RECORDS FOR THE EXERCISE:
------------------------------------------------------------------------
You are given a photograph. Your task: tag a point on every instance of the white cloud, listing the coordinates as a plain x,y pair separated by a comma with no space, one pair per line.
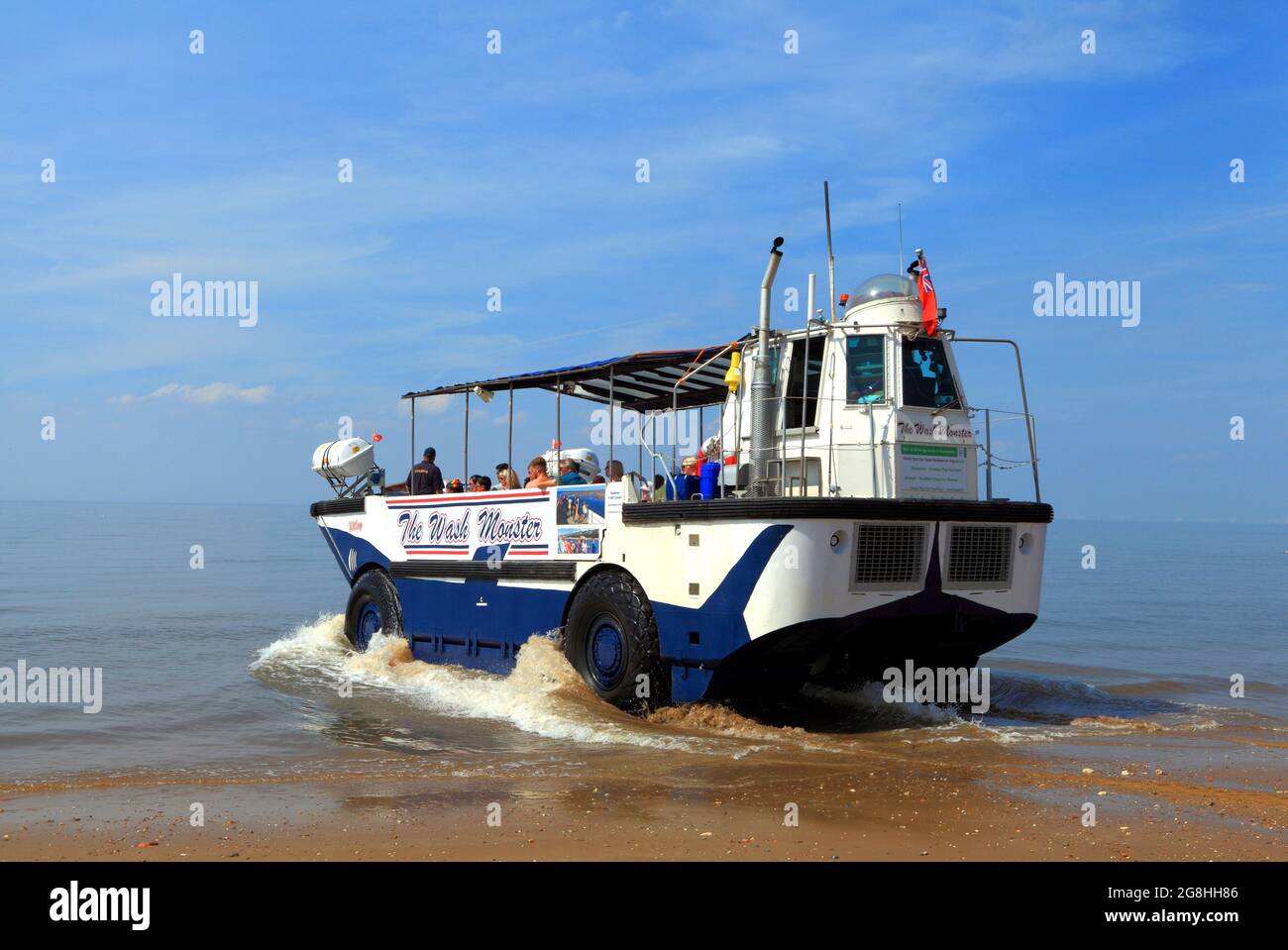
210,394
------------------------------------------------------------------------
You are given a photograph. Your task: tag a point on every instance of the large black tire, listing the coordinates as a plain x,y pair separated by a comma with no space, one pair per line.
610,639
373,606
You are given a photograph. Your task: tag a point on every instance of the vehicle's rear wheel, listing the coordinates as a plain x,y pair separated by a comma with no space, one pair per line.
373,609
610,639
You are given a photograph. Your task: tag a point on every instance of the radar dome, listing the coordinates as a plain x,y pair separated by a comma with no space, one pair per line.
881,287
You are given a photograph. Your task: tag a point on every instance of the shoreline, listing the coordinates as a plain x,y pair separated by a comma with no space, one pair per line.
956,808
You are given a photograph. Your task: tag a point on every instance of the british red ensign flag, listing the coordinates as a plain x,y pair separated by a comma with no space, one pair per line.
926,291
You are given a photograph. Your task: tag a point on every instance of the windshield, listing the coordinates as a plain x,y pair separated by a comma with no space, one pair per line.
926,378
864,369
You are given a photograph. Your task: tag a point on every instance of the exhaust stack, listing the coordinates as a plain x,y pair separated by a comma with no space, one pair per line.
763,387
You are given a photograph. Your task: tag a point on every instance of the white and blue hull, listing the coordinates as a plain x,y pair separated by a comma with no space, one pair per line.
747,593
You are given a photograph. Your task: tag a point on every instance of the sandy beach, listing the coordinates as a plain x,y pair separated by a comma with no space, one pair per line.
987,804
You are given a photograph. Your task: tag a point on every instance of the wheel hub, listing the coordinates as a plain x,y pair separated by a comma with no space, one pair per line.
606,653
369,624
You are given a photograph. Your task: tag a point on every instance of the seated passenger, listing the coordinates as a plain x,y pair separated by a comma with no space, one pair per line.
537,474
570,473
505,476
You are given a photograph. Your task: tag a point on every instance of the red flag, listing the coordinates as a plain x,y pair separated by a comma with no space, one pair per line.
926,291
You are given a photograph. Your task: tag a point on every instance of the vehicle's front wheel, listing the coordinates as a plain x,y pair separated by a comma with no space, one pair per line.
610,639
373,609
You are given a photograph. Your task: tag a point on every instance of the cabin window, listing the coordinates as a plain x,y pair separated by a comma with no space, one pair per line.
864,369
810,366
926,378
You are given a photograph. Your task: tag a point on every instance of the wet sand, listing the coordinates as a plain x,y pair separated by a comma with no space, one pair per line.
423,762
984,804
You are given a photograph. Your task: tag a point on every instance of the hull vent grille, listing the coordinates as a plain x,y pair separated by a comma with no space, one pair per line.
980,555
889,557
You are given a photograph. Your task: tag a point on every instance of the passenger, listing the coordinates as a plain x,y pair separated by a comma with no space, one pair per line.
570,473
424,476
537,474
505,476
------------------------------------------------------------------------
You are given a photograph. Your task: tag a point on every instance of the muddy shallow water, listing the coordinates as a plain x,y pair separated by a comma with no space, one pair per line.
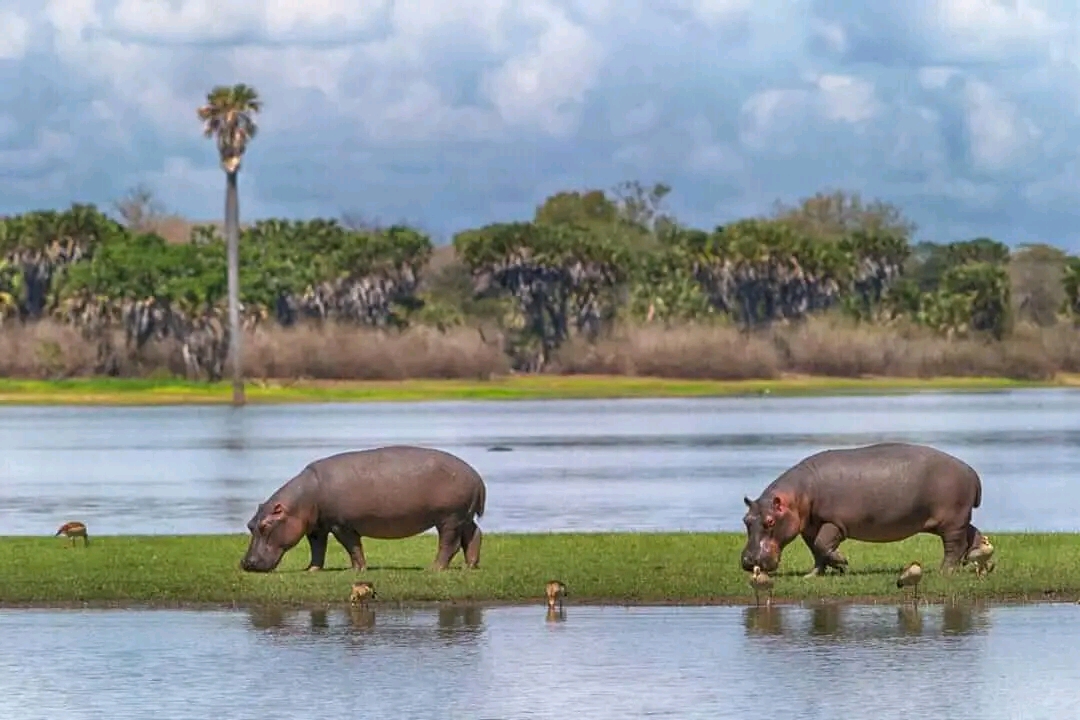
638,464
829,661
------------------------------------------------------------------------
AIM: Copy out every line above that contains the word "white". Count a line only if the letters match in case.

THE SOLUTION:
You are given a photograph. Your task: tag a point on every instance of the white cloud, listing the coordinates as a plain x,y pair separated by a comma with no space, one pair per line.
You are given a photograph. Your task: tag a point on every instance of the white and blue hull, listing the coordinates as a plain x,y pair separated by a comma with no space, one pair per line.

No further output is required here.